Supplied text:

.....

Newswise — Behind a 4-inch-thick metal door with a small glass window in the far northeast corner of Arizona State University’s Tempe Campus lives ANDI, the world’s first indoor-outdoor breathing, sweating and walking thermal manikin.
ANDI is funded by an NSF Major Research Instrumentation Grant and is custom-built for ASU by the company Thermetrics. He can mimic the thermal functions of the human body and has 35 different surface areas that are all individually controlled with temperature sensors, heat flux sensors and pores that bead sweat.
“ANDI sweats; he generates heat, shivers, walks and breathes,” said Konrad Rykaczewski, associate professor in the School for Engineering of Matter, Transport and Energy and principal investigator for a new ASU research project aimed to measure the effects of extreme heat on human health.
“There's a lot of great work out there for extreme heat, but there's also a lot missing. We're trying to develop a very good understanding (of how heat impacts the human body) so we can quantitatively design things to address it.”
Around the globe, 10 ANDI manikins currently exist, mostly owned and used by athletic clothing companies for garment testing, but ASU’s ANDI is only one of two used by research institutions and it's the first thermal manikin in existence that can be used outdoors, enabled by a unique internal cooling channel.
In the coming decades, every region in the U.S. is expected to experience higher temperatures and more intense heat waves. Thousands of people around the country die from heat-related illnesses each year, and in Maricopa County alone in 2022 there were 425 heat-related fatalities, a 25% increase from the previous year.
ASU researchers aim to better understand heat stress on the human body and what makes hot weather so deadly.
Using both ANDI and a heat chamber in which ANDI lives, Rykaczewski, Jenni Vanos, associate professor in the School of Sustainability, and Ariane Middel, assistant professor in the School of Arts, Media and Engineering, are working together to better understand how our human bodies are impacted by heat stress and quantify the risk different environments pose to health.
“You can’t put humans in dangerous extreme heat situations and test what would happen,” said Vanos, whose research connects extreme heat to human health, specifically for active populations, like children, outdoor workers and athletes. “But there are situations we know of in the Valley where people are dying of heat and we still don't fully understand what happened. ANDI can help us figure that out.”
Built for the outdoors
Inside ANDI’s current home, ASU’s newly developed heat chamber, researchers can simulate heat-exposure scenarios from different places around the globe.
Dubbed the “Warm Room,” the heat chamber is outfitted with advanced technologies that control the wind, temperature up to 140 degrees Fahrenheit and solar radiation.
But in addition to being studied indoors, ASU’s ANDI is the only thermal manikin in the world that is able to be used outside.
ANDI is built with internal cooling channels that circulate cool water throughout its body, which enable him to stay cool enough to withstand extreme heat while measuring complex variables that contribute to our perception of heat in different environments — solar radiation from the sun, infrared radiation from the ground and convection from the surrounding air.

.....

Dataset extract:
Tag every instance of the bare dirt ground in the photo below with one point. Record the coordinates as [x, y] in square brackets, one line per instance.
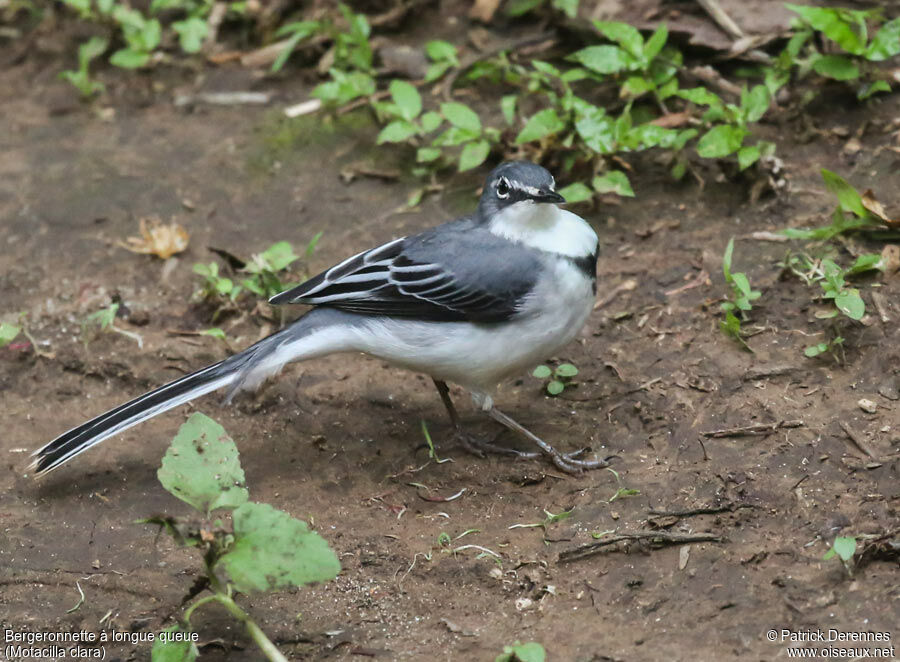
[338, 441]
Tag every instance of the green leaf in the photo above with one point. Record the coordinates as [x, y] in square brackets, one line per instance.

.....

Problems and tasks:
**A.** According to the article about ANDI, how many different surface areas does ANDI have?
**B.** Translate this sentence from the article about ANDI into Spanish: "ASU researchers aim to better understand heat stress on the human body and what makes hot weather so deadly."
**C.** From the article about ANDI, write out the part that opens with the words containing "Built for the" and closes with "the surrounding air.", swapping "heat chamber" for "climate chamber".

Written responses:
**A.** 35

**B.** Los investigadores de ASU buscan comprender mejor el estrés térmico en el cuerpo humano y qué hace que el clima caluroso sea tan mortal.

**C.**
Built for the outdoors
Inside ANDI’s current home, ASU’s newly developed climate chamber, researchers can simulate heat-exposure scenarios from different places around the globe.
Dubbed the “Warm Room,” the climate chamber is outfitted with advanced technologies that control the wind, temperature up to 140 degrees Fahrenheit and solar radiation.
But in addition to being studied indoors, ASU’s ANDI is the only thermal manikin in the world that is able to be used outside.
ANDI is built with internal cooling channels that circulate cool water throughout its body, which enable him to stay cool enough to withstand extreme heat while measuring complex variables that contribute to our perception of heat in different environments — solar radiation from the sun, infrared radiation from the ground and convection from the surrounding air.